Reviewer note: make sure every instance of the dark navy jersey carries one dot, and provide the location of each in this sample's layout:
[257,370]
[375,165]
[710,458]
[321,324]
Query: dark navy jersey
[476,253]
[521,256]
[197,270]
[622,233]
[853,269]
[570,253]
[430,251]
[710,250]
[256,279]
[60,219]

▶ [GIVEN EXERCISE]: Pull out every line of the data above that contains the word "jersey", and reproduce each one in full. Treat uppercase and lowercase letters as different.

▶ [EXERCISE RESPONSE]:
Reviewer note: make sure every instance of the dark navy jersey carries one dot, and provide the location of each in this sample's layout:
Query: dark navy jersey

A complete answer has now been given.